Die FDP hat sich auf ihrem Parteitag für die Abschaffung des Fremdbesitzverbots ausgesprochen. Damit wollen die Freien Demokraten den Weg frei machen für Apothekenketten. „Das war ein rabenschwarzer Tag“, zeigt sich Dr. Andrea Kanold, FDP-Mitglied und Apothekerin, enttäuscht und überrumpelt. Statt sich vom Image der Klientelpartei reinzuwaschen, sei die FDP jetzt die „Klientelpartei für den Versandhandel“. Trotzdem will sie weiter in der FDP bleiben und für die Interessen der Apotheker kämpfen.

ADHOC: Wie haben Sie den Parteitag erlebt?
KANOLD: Ich bin enttäuscht. Das war ein rabenschwarzer FDP-Parteitag für die Apotheker. Ich fühle mich regelrecht überrumpelt. Die Abstimmung über die Änderungsanträge zum Kapitel für die Arzneimittelversorgung lief so ungeordnet und chaotisch, dass niemand mehr wusste, worüber gerade abgestimmt wurde.

ADHOC: Aber der Antrag des Landesverbandes Bayern für die Abschaffung des Fremdbesitzverbotes stand doch auch im Antragsbuch.
****************************************
> [GESTELLTE AUFGABE A] Gib den Auszug von "KANOLD: Ich bin" bis "gerade abgestimmt wurde." wortgetreu wieder.
> [GESTELLTE AUFGABE B] Welcher Landesverband hat laut Auszug den Antrag zur Abschaffung des Fremdbesitzverbotes gestellt?
> [GESTELLTE AUFGABE C] Zähle alle Adjektive auf, die Kanold im Auszug in ihrer Antwort auf die Frage „Wie haben Sie den Parteitag erlebt?“ verwendet.
Die gesammelten Daten spielen hierfür keine Rolle.

Gesammelte Daten
****************************************
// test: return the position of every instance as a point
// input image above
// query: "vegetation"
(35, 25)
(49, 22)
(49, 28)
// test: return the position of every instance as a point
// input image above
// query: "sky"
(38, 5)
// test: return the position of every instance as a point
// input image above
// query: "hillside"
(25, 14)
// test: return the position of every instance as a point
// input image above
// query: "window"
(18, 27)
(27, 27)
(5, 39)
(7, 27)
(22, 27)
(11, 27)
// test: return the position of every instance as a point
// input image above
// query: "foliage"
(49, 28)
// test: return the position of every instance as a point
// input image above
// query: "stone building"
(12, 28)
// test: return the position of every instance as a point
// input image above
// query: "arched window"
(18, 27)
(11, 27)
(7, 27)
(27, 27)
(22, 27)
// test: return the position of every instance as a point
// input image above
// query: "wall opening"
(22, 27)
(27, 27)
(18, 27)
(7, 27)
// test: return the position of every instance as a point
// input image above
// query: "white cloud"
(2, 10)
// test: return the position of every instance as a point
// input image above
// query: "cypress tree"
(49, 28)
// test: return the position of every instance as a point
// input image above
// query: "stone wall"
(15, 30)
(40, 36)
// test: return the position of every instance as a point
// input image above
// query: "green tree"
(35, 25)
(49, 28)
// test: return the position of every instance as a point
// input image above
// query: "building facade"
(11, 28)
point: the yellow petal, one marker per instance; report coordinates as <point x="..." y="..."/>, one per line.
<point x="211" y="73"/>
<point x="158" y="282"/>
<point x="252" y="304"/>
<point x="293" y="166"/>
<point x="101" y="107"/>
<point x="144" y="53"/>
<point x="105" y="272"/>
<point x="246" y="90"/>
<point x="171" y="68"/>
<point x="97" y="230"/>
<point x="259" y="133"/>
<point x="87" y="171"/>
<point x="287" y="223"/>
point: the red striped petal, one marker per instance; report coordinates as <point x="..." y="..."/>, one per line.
****************************************
> [VOLLSTÄNDIGE ANTWORT A]
KANOLD: Ich bin enttäuscht. Das war ein rabenschwarzer FDP-Parteitag für die Apotheker. Ich fühle mich regelrecht überrumpelt. Die Abstimmung über die Änderungsanträge zum Kapitel für die Arzneimittelversorgung lief so ungeordnet und chaotisch, dass niemand mehr wusste, worüber gerade abgestimmt wurde.

> [VOLLSTÄNDIGE ANTWORT B] Der Landesverband Bayern.

> [VOLLSTÄNDIGE ANTWORT C] enttäuscht, rabenschwarzer, überrumpelt, ungeordnet, chaotisch